* **Excerpt**:
═══

January 28, 2009 at 2:25pm

When Alfonse M. D’Amato was a senator from New York, he made a point of showing up at photo ops throughout the state.

No ribbon cutting, no ground breaking was complete without a smiling, wisecracking D’Amato on hand.

Nonetheless, it was surprising that D’Amato, a Republican, had a prominent spot in a Democratic press conference last Friday.

There he was when New York’s Gov. David A. Paterson, a Democrat, named Kirsten E. Gillibrand, also a Democrat, to replace Sen. Hillary Rodham Clinton.

And D’Amato wasn’t just in the photo; he was to Gillibrand’s immediate right. Paterson was on her left.

To Paterson’s left in The New York Times version of the photo, but cropped out of many of the versions that ran on the web and in newspapers, was Sen. Charles E. Schumer, a Democrat and the man who defeated D’Amato in 1998.

Schumer is no slouch when it comes to publicity seeking. Indeed, Bob Dole famously remarked that the most dangerous place in Washington is between Schumer and a camera.

For that reason, Sam Roberts of the Times called D’Amato’s upstaging of Schumer a “Herculean feat.”

D’Amato downplayed his achievement when asked if he knew that he had snatched the best spot. “No one ever blocks Chuck out for long,” D’Amato said.

═══

(Extracts from a box-labeled dataset)
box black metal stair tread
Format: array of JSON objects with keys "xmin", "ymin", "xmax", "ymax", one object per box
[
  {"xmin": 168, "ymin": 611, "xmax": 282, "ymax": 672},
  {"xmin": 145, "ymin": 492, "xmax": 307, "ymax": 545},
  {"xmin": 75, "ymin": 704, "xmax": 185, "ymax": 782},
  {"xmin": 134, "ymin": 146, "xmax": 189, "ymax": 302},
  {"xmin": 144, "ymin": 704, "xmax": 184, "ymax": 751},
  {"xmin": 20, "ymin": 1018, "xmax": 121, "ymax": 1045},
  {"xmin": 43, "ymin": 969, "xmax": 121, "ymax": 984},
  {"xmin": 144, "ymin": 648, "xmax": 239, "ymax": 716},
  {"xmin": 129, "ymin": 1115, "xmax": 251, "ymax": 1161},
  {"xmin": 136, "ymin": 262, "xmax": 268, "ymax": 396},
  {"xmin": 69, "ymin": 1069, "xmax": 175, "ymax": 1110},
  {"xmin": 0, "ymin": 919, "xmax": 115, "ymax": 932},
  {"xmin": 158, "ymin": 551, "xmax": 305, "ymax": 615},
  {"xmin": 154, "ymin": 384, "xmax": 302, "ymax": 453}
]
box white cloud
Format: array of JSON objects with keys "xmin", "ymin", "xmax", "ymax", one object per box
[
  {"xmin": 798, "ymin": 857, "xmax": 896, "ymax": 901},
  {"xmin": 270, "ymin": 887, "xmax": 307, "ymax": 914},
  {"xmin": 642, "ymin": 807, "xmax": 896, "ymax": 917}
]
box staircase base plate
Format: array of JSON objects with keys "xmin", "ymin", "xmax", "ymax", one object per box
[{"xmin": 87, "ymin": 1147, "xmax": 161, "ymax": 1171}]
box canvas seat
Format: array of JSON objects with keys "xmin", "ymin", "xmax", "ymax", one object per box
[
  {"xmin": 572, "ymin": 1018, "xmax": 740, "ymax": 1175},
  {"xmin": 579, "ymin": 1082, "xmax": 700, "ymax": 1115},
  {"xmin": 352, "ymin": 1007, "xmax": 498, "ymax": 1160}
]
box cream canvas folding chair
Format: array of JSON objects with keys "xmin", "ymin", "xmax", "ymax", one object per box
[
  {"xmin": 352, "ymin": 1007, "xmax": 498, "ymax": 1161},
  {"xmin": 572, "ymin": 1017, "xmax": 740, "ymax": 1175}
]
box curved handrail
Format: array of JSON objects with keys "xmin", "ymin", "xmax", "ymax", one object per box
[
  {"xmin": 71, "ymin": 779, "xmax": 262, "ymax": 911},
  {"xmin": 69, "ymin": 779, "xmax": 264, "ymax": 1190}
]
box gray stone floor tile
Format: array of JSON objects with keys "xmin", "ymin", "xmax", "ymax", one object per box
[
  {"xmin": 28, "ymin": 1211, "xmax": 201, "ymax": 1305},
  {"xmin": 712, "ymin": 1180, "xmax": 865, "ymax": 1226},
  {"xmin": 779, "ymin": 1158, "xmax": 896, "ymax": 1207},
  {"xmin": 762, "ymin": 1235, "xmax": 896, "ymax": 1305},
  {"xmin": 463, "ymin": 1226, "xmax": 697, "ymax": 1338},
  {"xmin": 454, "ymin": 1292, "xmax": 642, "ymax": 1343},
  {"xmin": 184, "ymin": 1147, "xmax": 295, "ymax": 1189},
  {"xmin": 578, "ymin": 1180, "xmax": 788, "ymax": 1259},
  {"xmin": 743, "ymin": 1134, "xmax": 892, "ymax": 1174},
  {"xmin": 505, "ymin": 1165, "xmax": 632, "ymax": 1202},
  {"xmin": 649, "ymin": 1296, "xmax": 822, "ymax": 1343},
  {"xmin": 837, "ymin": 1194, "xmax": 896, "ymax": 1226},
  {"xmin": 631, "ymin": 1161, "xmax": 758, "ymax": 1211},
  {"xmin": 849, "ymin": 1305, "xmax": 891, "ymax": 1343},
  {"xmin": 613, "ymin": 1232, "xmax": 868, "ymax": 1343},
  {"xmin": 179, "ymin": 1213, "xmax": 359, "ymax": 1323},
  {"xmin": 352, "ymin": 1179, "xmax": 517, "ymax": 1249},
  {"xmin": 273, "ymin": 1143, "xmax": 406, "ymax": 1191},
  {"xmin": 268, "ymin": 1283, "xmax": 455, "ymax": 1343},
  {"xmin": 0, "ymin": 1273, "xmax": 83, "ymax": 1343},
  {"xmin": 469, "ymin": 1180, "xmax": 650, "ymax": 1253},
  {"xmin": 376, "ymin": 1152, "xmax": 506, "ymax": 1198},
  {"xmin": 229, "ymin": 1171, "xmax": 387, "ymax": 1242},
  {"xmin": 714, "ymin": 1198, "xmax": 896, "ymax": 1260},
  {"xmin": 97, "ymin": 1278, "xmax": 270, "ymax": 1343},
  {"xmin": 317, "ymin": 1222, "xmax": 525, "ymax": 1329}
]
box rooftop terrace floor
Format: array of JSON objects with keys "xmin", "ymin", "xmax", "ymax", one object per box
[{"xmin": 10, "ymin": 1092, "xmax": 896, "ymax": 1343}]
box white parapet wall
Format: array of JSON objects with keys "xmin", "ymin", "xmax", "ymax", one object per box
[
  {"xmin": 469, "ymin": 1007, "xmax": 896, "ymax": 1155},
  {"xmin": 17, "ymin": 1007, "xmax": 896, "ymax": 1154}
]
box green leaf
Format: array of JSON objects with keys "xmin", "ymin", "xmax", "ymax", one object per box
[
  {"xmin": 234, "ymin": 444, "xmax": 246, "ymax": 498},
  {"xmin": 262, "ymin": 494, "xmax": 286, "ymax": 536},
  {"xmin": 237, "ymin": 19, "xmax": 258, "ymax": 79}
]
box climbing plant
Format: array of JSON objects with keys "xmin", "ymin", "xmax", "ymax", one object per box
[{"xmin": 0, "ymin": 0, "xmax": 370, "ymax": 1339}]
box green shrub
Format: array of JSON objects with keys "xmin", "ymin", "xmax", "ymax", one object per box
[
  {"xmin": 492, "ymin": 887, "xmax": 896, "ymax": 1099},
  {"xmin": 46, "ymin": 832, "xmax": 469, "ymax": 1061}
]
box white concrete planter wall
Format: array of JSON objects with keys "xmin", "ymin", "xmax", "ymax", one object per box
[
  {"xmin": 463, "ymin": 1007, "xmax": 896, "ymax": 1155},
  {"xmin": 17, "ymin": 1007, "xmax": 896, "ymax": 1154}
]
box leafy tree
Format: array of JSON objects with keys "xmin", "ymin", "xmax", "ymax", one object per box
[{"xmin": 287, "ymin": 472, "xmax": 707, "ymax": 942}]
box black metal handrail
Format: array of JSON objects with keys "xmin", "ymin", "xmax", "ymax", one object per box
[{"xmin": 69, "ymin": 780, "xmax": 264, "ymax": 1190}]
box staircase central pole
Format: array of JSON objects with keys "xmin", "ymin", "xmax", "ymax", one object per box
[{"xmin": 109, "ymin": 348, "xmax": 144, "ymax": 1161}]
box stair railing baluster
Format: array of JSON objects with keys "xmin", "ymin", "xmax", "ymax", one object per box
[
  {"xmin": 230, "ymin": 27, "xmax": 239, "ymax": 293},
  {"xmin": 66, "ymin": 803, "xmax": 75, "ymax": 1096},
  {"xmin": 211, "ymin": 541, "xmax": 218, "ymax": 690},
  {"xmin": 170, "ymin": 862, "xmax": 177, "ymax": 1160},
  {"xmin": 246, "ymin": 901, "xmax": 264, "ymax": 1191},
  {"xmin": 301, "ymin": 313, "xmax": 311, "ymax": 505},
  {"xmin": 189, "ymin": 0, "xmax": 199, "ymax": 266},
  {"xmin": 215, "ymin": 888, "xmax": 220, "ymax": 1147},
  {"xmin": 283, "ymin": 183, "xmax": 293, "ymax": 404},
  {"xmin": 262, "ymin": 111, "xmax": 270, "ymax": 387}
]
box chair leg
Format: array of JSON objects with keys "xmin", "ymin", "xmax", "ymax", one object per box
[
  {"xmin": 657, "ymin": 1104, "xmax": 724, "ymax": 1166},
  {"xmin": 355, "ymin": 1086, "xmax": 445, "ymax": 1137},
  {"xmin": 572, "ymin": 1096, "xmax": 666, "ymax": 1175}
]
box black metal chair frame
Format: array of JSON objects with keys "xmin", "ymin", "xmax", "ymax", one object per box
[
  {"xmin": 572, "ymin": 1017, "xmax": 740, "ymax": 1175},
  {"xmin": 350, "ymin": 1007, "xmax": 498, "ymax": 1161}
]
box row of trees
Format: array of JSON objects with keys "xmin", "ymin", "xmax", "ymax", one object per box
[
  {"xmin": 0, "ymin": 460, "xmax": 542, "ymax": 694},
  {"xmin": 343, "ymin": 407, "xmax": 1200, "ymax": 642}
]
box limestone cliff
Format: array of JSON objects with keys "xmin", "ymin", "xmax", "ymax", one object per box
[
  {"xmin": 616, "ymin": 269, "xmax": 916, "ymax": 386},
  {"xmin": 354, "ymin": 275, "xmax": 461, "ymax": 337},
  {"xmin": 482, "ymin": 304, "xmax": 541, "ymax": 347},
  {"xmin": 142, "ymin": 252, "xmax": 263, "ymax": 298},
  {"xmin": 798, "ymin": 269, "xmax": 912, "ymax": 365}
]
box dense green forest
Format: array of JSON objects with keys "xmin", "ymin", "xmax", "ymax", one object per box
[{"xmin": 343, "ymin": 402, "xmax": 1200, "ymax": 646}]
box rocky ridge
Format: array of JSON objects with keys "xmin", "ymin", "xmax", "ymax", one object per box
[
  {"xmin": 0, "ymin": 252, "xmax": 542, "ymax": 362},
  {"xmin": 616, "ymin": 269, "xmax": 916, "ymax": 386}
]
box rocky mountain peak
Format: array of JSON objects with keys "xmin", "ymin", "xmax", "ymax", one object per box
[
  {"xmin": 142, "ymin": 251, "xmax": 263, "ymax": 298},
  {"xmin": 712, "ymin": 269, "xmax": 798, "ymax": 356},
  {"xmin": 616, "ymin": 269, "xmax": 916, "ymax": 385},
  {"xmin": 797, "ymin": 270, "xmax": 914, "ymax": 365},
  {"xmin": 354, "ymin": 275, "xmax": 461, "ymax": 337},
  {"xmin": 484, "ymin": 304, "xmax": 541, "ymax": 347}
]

═══

* **Exercises**:
1. Translate this sentence from the D’Amato excerpt into Spanish: "No ribbon cutting, no ground breaking was complete without a smiling, wisecracking D’Amato on hand."
2. Please extend the D’Amato excerpt with a few more paragraphs, starting right after its last sentence.
This data isn't needed for anything here.

* **Answers to the problems**:
1. Ningún corte de cinta, ninguna ceremonia de primera piedra estaba completa sin un D’Amato sonriente y bromista presente.

2.
But D’Amato’s position on the podium was no accident.

Gillibrand interned for two summers during college in D’Amato’s Senate office.

In addition, her father, Albany lobbyist Douglas P. Rutnik, once dated Zenia Mucha, D’Amato’s former communications director and campaign manager.

Like Gillibrand, Paterson also has strong connections to D’Amato.

D’Amato, the founder and head of Park Strategies LLC, a lobbying firm, may be Paterson’s largest fundraiser, Wayne Barrett reported on the Village Voice’s website.

The Voice’s examination of campaign donations indicates that D’Amato and his firm raised $581,400 for Paterson near the end of last year.

Some of the same donors were also backers of Sen. John McCain’s presidential run, reflecting what Barrett describes as “a symmetry that knows no ideology, only D’Amato connections.”

Paterson needs these contributions to fund a gubernatorial race in 2010.

There’s a chance that Rudolph W. Giuliani, the former New York City mayor, could end up being his Republican opponent.

D’Amato and Giuliani don’t get along. That’s another reason, Jim Dwyer suggests in the Times, why D’Amato is backing Paterson and why Paterson made sure that D’Amato was in the picture when he named Gillibrand.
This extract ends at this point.